EXERCISE: Lines from the top of the entries through the line that has "locate the rocky cliff" must be duplicated exactly, and no others.
╭─ SUPPLIED DATA
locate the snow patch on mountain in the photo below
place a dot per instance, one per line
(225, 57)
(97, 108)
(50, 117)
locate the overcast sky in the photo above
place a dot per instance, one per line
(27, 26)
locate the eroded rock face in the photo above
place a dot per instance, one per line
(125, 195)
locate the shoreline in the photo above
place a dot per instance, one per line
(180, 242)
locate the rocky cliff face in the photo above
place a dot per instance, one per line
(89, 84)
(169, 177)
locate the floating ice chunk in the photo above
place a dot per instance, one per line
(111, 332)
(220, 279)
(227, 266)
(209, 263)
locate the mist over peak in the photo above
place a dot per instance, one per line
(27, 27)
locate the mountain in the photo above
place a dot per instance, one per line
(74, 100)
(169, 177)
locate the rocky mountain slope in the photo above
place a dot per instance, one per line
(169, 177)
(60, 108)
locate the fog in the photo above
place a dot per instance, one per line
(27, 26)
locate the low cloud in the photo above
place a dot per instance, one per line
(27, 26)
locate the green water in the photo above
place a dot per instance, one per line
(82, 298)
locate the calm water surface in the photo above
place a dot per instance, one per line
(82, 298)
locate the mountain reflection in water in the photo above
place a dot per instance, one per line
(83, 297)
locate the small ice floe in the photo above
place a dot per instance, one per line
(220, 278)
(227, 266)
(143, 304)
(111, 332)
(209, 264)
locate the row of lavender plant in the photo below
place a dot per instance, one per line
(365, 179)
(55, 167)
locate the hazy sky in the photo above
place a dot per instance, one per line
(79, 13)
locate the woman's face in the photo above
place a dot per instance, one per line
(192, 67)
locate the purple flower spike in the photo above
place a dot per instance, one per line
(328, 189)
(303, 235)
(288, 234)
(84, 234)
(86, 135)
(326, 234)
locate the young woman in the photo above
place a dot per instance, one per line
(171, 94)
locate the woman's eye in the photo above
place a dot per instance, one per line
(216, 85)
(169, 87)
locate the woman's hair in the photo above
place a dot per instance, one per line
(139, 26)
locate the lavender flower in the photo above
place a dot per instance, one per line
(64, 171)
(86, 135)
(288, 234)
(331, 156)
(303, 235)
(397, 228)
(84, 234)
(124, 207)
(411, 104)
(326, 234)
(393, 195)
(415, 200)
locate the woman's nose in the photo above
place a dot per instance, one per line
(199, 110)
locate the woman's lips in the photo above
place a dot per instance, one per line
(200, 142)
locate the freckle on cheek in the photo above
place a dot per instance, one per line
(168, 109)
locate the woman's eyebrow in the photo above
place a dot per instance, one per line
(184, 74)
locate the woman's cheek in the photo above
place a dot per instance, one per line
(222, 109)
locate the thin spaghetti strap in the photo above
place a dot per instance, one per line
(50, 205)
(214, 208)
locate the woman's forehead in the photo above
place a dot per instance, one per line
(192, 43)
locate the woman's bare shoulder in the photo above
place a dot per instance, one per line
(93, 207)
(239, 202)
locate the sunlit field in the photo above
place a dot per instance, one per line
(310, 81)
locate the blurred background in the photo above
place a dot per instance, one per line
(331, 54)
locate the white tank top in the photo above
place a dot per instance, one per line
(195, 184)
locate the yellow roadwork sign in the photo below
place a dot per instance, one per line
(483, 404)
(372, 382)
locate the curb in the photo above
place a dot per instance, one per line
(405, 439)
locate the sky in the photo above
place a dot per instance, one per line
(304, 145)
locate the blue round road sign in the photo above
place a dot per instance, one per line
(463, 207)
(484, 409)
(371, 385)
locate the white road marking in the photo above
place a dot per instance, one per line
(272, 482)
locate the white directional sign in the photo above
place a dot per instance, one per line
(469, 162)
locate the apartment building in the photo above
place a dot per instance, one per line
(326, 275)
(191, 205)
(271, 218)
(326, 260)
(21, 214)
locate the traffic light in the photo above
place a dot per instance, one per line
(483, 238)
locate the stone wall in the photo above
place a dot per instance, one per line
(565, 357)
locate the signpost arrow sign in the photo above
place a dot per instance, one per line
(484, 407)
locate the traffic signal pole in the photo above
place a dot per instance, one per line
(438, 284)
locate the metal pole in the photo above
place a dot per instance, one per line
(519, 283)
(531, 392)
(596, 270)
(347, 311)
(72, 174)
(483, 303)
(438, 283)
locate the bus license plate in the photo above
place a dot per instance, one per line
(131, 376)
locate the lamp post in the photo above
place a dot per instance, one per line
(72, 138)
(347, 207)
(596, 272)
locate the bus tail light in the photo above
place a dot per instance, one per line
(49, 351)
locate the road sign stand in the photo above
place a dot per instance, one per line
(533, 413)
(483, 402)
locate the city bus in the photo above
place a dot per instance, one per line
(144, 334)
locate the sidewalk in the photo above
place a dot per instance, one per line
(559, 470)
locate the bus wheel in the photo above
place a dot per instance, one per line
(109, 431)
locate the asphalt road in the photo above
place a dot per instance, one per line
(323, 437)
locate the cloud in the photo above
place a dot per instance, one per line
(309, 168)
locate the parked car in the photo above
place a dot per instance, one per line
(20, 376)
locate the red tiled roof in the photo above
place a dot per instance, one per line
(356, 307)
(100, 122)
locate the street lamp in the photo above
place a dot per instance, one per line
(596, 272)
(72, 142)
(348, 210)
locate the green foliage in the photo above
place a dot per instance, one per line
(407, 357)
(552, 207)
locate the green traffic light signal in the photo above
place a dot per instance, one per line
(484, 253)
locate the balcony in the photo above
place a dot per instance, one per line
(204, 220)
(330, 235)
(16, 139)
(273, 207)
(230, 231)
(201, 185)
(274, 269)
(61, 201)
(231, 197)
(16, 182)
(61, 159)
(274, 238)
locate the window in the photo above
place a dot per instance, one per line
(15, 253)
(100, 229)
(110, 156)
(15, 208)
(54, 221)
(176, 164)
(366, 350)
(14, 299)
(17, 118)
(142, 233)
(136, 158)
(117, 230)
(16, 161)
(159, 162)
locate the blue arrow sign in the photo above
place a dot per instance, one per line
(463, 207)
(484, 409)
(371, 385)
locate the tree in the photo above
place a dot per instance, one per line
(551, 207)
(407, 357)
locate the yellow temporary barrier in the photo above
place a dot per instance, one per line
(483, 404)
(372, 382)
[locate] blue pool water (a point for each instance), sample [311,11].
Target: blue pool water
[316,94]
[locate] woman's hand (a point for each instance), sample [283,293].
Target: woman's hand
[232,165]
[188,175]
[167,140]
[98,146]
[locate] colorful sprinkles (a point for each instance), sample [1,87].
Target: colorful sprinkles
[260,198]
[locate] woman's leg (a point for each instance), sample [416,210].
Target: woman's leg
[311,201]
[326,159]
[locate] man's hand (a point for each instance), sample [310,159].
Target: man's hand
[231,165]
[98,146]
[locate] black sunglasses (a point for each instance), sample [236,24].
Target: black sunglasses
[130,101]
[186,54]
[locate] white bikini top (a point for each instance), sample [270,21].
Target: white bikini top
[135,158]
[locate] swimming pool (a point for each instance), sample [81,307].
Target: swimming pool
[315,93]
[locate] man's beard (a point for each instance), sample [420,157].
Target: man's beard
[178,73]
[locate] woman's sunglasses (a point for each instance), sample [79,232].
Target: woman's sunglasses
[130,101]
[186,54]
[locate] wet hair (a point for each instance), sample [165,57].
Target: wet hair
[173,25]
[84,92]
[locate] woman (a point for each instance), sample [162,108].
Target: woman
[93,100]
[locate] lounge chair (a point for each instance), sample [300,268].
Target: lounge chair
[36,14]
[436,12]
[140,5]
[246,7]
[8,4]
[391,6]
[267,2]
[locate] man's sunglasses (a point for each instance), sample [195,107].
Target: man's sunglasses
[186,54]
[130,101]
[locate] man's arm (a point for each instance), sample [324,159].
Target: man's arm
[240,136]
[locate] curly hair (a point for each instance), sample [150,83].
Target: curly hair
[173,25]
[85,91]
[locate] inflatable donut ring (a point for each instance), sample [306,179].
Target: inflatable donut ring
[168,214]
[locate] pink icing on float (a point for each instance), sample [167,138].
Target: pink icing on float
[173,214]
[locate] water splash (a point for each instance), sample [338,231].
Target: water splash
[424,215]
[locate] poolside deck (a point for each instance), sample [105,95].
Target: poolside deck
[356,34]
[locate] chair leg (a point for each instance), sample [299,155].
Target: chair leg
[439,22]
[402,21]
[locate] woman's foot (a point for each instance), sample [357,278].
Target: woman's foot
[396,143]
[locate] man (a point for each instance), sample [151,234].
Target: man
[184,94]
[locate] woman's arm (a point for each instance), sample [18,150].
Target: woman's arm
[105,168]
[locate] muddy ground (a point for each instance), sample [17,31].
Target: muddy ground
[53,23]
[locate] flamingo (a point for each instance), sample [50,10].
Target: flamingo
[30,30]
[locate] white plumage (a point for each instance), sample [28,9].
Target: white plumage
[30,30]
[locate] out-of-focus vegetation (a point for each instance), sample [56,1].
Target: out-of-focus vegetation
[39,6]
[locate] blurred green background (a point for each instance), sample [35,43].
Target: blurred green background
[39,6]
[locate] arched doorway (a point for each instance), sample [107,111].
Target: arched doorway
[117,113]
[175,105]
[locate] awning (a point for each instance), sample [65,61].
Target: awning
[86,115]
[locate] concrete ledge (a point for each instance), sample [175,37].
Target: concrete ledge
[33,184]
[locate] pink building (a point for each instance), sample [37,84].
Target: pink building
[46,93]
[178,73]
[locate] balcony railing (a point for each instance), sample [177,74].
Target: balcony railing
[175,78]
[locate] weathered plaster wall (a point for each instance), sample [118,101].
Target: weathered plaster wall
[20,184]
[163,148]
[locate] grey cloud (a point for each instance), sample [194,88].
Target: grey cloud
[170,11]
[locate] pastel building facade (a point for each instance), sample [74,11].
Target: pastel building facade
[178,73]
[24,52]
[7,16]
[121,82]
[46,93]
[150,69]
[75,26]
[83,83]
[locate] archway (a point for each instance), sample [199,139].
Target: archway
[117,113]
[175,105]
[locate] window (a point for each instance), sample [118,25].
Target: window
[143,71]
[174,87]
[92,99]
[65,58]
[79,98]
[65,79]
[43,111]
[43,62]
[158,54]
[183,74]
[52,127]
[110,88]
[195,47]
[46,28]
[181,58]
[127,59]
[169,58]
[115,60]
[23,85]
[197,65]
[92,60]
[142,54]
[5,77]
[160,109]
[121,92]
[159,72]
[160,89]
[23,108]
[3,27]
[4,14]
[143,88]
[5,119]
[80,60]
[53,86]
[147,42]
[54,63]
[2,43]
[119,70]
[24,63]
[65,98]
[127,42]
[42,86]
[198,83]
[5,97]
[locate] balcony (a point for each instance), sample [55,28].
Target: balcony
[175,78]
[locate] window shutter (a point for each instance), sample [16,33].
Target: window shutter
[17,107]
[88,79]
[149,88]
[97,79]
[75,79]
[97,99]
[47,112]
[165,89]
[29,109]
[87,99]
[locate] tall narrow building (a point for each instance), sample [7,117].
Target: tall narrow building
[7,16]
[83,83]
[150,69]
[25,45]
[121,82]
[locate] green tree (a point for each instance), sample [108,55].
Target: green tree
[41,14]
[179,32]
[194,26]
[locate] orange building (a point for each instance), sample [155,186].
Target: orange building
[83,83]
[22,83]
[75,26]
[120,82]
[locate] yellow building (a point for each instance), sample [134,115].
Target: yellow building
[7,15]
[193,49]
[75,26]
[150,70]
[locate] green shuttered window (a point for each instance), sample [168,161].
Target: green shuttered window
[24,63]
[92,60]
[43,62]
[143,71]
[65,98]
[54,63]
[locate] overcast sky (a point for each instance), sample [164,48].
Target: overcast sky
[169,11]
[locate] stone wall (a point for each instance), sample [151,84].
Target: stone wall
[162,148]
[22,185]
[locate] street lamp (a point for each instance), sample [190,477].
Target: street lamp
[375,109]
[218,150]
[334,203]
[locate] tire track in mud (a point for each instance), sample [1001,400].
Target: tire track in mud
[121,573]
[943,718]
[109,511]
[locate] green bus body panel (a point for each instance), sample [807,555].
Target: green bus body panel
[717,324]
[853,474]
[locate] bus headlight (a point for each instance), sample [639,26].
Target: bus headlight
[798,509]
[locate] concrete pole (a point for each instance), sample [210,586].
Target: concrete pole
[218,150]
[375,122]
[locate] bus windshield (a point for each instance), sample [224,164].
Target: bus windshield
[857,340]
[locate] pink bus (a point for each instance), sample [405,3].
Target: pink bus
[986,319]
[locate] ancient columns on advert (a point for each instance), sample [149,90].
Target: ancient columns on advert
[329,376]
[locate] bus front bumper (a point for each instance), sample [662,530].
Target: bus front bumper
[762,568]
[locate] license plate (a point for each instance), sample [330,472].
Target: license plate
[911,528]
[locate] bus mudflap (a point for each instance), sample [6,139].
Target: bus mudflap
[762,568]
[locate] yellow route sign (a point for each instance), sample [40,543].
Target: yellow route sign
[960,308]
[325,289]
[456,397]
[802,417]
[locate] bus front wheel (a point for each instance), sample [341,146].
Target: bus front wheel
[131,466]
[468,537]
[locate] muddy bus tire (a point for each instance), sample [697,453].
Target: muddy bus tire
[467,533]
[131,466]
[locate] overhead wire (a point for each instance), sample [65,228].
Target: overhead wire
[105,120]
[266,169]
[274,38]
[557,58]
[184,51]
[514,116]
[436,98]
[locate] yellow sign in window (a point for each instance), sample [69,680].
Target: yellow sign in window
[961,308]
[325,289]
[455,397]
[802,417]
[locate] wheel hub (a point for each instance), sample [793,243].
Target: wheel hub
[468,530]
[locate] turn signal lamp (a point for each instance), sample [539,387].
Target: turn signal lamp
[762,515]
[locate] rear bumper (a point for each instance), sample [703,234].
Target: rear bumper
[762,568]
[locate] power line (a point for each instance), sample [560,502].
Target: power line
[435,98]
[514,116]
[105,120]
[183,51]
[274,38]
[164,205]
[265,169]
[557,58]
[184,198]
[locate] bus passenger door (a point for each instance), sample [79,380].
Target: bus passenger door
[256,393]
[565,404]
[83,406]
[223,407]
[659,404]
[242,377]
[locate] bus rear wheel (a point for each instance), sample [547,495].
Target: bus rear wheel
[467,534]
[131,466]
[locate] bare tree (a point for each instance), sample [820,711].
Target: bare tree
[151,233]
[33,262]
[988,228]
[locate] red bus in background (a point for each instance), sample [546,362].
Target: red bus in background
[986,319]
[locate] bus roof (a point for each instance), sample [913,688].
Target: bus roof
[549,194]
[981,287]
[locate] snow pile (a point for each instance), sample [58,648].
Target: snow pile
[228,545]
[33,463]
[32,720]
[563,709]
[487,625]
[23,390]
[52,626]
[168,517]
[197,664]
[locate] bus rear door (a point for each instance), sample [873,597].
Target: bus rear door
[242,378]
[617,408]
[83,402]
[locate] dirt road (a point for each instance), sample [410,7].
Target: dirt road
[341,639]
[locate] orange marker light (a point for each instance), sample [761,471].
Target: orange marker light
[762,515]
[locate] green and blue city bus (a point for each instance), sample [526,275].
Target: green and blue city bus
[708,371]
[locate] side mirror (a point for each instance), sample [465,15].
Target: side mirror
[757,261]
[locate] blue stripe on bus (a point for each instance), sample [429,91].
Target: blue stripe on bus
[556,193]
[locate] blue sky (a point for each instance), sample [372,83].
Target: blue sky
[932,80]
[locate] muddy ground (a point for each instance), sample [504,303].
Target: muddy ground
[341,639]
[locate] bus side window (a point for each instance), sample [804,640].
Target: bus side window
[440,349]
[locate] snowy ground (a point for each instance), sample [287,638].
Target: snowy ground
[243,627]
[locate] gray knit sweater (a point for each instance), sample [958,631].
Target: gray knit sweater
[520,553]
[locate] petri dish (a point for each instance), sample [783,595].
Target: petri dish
╰─
SOLUTION FOR THIS PROBLEM:
locate the snow patch on mountain in the photo below
place a dot per instance, one per line
(225, 57)
(97, 108)
(50, 117)
locate the overcast sky in the photo above
place a dot per instance, one per line
(27, 26)
locate the eroded rock face in the photo above
place a dot per instance, one per line
(125, 195)
locate the shoreline in the photo above
place a dot per instance, one per line
(180, 242)
locate the rocky cliff face in the photo above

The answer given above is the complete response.